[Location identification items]
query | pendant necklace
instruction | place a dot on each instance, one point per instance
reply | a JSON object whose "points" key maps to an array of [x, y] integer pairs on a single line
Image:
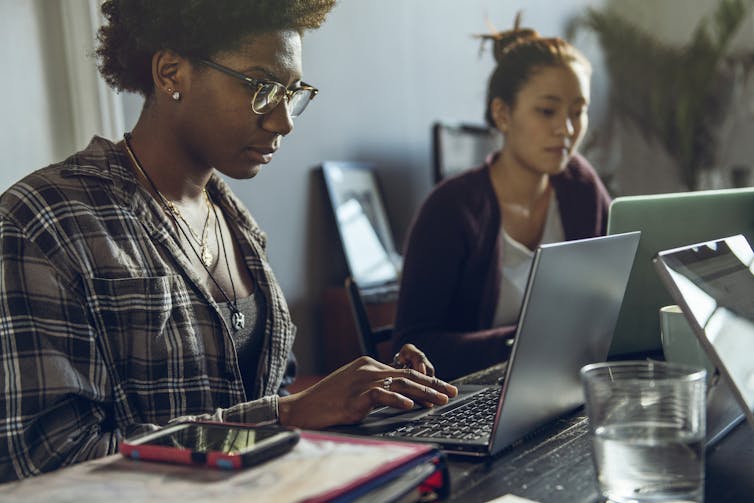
{"points": [[205, 254], [238, 320]]}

## STATED PROBLEM
Reproduce the records above with "pendant necklace" swapped for "beaded bracelet" and everything else left unchanged. Leave the pictures out of your answer.

## THE ANSWER
query | beaded bracelet
instruction | place a dot on each instance, one point per instance
reply | a JSON object whose "points" key maps to an array of [x, y] integer pairs on a single line
Image:
{"points": [[205, 254], [238, 320]]}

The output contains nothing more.